Your response should be the complete listing, copied exactly.

········

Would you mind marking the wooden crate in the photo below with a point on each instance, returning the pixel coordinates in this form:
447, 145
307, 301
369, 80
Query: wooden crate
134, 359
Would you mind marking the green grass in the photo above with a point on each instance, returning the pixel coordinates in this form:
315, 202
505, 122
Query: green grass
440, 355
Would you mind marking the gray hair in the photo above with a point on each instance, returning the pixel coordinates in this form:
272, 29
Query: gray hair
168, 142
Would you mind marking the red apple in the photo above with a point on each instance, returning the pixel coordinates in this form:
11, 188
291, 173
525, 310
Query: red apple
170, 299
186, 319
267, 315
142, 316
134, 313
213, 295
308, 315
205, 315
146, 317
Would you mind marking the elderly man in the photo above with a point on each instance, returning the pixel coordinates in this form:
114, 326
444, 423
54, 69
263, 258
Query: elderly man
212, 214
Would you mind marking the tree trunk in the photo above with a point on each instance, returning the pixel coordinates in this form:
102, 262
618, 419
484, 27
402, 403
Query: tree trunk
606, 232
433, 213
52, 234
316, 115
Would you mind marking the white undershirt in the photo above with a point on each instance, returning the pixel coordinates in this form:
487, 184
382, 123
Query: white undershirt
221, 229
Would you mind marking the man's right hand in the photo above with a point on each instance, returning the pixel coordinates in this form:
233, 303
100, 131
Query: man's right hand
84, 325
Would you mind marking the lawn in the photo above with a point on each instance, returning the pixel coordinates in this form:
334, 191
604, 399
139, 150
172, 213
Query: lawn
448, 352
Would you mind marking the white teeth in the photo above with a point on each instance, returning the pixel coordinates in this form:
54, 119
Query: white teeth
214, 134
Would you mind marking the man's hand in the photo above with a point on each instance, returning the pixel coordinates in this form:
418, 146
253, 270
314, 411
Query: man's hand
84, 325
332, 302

········

RESULT BELOW:
Would you mind marking the wooden crate in the photo below with a point on each instance, returning the pixel coordinates in this form:
447, 145
307, 301
369, 80
Query: wooden crate
134, 359
Would you mind marking the green grass in the photo above with a point on each instance, returning the pixel coordinates in this form:
315, 202
505, 122
Query: green grass
440, 355
Would you mind marking the gray hair in the photo above with a point on each instance, returning the pixel coordinates in this form:
272, 29
Query: gray hair
168, 142
Would you mind marking the red apple in the photo above with a point on each instance, returning the pixel coordinates in this form:
11, 188
291, 173
525, 310
Query: red apple
170, 299
186, 319
267, 315
142, 316
134, 313
213, 295
308, 315
205, 315
146, 317
Would you mind marking the elderly man in the photo above with a point on each instance, returning the pixel coordinates in this form:
114, 326
444, 423
54, 69
263, 258
Query: elderly man
212, 214
Would you mind marking the tree trunk in the photo above with a point on each instance, returning the pixel coordinates in this form:
102, 262
618, 419
484, 27
402, 403
Query: tree trunk
606, 232
433, 213
52, 234
316, 115
Would you mind marking the white undershirt in the photo above with a point on each instance, returning the pixel coordinates in this form:
487, 184
382, 123
Query: white undershirt
221, 229
Would you mind marking the man's right hand in the photo above with a point on each instance, returning the pixel coordinates in this form:
233, 303
100, 131
Query: man's right hand
84, 325
Would you mind marking the lawn in the photo above with a point on each instance, returning the pixel coordinates in this form:
334, 191
604, 399
139, 150
172, 213
Query: lawn
448, 352
Would you mind marking the white teeth in the photo above with a point on each instance, returning the pixel coordinates in this form:
54, 119
Query: white teeth
214, 134
Would you mind marking the man's hand in the photo above with a point on each instance, returning the pixel coordinates in this form:
418, 146
253, 270
314, 411
Query: man's hand
84, 325
332, 302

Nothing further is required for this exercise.